** SET PROBLEM **
Reproduce word for word the entries below from the first line through the line that contains "xmin=78 ymin=71 xmax=93 ymax=75", keeping both of those lines.

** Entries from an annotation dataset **
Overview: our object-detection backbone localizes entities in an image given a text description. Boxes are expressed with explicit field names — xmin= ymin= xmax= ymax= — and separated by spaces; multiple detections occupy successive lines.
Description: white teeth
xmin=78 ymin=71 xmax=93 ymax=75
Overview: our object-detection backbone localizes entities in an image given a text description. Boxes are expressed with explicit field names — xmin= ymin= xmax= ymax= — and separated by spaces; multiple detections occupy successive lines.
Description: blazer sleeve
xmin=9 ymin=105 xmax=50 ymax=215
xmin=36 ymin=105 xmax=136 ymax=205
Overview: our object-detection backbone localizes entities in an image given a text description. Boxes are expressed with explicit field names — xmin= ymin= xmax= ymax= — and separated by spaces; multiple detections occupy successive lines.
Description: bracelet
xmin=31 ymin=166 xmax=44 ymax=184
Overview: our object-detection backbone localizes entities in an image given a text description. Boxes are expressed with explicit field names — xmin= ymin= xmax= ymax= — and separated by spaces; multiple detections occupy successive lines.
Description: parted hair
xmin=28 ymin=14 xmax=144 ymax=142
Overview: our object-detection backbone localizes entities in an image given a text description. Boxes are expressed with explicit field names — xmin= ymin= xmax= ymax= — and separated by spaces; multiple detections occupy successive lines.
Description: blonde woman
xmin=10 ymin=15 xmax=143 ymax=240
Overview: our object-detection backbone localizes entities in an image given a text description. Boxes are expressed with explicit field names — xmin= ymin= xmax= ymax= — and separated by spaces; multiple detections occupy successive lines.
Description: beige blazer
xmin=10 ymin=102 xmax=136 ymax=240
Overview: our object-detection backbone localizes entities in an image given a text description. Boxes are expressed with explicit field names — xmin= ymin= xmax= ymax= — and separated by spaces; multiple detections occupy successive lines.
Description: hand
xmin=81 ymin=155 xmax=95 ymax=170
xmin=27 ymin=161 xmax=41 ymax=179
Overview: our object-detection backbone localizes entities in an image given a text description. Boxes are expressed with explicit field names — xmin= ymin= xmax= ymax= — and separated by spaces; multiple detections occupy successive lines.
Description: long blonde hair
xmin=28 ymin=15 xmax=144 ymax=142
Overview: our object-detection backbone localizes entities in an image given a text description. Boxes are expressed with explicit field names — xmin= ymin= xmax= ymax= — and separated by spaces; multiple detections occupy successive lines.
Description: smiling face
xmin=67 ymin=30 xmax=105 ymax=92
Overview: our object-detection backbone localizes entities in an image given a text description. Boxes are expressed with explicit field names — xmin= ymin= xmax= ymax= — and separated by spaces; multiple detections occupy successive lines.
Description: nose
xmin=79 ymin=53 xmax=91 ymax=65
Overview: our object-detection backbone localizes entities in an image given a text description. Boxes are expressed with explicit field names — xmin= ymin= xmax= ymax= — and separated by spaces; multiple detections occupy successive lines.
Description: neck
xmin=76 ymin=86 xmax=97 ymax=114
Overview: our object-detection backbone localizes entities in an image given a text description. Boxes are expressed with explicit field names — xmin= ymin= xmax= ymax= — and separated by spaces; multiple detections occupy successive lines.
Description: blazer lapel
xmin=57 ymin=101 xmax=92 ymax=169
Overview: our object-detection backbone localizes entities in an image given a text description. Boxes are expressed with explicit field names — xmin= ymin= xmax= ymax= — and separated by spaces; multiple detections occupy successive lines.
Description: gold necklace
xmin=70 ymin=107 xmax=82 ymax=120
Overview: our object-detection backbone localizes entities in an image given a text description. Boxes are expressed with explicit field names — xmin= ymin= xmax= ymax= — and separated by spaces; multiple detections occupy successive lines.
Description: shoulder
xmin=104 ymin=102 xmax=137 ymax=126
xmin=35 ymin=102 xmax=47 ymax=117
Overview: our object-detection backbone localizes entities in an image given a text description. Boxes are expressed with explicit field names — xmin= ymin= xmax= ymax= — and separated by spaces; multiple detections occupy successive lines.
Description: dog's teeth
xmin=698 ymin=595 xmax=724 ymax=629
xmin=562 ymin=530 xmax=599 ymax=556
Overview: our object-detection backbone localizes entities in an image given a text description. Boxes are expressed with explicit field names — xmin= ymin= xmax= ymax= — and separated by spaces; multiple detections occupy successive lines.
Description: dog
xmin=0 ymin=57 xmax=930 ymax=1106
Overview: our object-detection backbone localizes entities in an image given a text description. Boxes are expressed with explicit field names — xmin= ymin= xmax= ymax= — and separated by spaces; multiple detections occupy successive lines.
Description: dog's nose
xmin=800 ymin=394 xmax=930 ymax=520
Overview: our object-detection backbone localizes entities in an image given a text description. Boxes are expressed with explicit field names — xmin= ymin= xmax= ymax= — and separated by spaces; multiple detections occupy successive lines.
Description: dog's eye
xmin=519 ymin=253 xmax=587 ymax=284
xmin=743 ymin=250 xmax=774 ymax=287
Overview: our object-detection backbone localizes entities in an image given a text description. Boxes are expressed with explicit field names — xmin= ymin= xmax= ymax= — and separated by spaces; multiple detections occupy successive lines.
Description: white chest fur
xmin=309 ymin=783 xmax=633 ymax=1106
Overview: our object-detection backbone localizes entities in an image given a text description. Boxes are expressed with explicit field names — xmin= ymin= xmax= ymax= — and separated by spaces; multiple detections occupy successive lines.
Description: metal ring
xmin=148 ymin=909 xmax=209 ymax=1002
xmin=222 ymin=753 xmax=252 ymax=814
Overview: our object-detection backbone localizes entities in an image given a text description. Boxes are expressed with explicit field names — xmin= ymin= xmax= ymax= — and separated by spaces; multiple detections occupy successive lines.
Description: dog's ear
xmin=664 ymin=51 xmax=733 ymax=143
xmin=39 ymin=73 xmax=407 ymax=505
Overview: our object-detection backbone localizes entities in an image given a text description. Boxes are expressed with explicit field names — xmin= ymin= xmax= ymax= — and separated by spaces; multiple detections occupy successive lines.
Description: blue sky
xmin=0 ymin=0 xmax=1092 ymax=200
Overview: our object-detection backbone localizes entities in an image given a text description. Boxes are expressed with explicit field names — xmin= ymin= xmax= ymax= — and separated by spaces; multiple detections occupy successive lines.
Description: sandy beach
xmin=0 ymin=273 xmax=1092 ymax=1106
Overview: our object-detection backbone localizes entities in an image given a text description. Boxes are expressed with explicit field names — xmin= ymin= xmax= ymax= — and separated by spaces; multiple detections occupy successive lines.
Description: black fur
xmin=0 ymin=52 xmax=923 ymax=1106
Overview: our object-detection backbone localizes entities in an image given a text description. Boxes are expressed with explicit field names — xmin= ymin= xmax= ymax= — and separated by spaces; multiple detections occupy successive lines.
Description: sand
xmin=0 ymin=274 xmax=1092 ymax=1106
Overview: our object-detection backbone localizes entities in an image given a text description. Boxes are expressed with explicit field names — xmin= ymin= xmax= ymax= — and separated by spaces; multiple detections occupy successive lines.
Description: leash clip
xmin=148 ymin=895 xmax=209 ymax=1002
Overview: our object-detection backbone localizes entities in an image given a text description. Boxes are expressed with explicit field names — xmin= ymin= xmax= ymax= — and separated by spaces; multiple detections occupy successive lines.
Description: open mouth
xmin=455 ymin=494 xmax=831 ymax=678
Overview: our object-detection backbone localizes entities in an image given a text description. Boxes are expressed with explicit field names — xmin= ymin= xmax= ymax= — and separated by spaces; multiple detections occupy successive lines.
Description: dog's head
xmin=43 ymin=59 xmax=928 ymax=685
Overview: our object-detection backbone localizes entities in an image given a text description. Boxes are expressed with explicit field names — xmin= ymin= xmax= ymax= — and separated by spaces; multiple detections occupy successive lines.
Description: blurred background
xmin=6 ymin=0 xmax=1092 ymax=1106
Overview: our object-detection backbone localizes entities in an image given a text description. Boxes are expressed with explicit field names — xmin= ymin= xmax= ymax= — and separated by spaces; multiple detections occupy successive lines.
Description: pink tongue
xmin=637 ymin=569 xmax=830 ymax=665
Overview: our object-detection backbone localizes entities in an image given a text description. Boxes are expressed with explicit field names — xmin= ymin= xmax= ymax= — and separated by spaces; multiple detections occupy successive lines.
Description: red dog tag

** SOLUTION FOR THIS EXERCISE **
Overview: our object-detection backbone localizes entities in an image given a text description. Boxes are expressed with explicit field names — xmin= ymin= xmax= ymax= — and separated by spaces; multiple detections occupy successive lines.
Description: white teeth
xmin=78 ymin=71 xmax=93 ymax=75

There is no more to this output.